→ **TASK TO CARRY OUT**: Exactly reproduce the lines beginning with the line that includes "Please indicate the river" and ending with the last line of the data.

→ **RECORDS PROVIDED**:
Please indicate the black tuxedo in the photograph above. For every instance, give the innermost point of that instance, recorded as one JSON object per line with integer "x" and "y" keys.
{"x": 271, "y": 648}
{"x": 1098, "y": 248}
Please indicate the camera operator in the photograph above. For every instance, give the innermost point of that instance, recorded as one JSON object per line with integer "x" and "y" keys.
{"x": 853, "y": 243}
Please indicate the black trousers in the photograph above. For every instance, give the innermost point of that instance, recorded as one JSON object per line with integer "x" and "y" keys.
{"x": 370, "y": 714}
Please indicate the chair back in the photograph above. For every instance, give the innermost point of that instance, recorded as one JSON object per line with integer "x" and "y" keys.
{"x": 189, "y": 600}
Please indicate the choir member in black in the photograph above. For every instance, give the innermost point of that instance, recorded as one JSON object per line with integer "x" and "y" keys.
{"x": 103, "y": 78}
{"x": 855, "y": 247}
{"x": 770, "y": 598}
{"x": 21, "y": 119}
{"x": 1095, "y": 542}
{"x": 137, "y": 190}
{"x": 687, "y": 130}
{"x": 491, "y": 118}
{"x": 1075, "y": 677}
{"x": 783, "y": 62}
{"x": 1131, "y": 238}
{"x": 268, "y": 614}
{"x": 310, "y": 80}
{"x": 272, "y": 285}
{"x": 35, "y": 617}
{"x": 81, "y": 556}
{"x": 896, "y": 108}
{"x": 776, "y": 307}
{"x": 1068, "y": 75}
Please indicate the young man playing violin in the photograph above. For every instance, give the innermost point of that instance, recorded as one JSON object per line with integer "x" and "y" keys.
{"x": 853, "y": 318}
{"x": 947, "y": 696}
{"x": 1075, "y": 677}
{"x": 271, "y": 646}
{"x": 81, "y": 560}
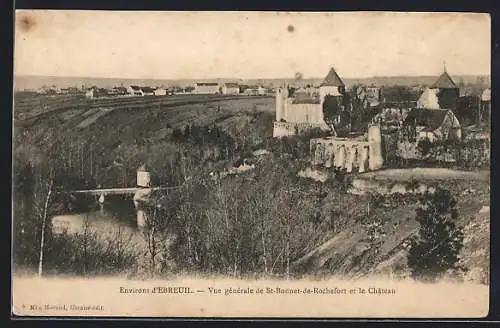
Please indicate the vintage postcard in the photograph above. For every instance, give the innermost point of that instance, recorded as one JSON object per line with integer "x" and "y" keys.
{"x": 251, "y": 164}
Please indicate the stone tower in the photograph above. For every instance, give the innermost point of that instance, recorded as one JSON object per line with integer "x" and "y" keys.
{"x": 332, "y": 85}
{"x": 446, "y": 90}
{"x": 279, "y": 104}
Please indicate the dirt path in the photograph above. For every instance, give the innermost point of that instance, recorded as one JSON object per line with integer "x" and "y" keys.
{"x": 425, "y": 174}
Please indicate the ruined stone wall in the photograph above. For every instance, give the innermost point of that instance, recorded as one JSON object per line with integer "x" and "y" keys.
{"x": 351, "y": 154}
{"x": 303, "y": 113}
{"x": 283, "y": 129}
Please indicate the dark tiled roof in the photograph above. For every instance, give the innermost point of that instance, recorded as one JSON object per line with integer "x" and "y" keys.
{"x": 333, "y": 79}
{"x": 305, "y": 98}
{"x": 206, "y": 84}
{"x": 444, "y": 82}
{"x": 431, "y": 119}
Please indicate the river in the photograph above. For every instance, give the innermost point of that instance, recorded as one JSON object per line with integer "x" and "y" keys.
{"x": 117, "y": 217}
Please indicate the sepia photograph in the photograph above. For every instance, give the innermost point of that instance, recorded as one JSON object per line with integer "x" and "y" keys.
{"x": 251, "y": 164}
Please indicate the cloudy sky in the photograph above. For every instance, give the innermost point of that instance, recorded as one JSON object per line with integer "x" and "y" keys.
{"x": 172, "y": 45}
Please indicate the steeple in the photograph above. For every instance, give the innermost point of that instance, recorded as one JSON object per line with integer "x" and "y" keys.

→ **WRITTEN SOLUTION**:
Please indicate the river in the photograph above. For every instance, give the innermost point of that instance, recorded as one JSON object per line with integer "x" and "y" keys.
{"x": 117, "y": 217}
Please indicate the sepia photograph in the photograph above. For every instance, give the innermost point of that instance, recorded as one JSON object per line with integer "x" and "y" keys.
{"x": 251, "y": 164}
Please indicate the cloudy sky in the photograph above. For every instance, give the innermost point of that instance, recorded as one JSON object per line with integer "x" and "y" keys.
{"x": 172, "y": 45}
Please indicate the steeple in the photograph above. For every instance, give the innermost point of that instance, recorded as one JSON object per line with integer "x" and "y" keys.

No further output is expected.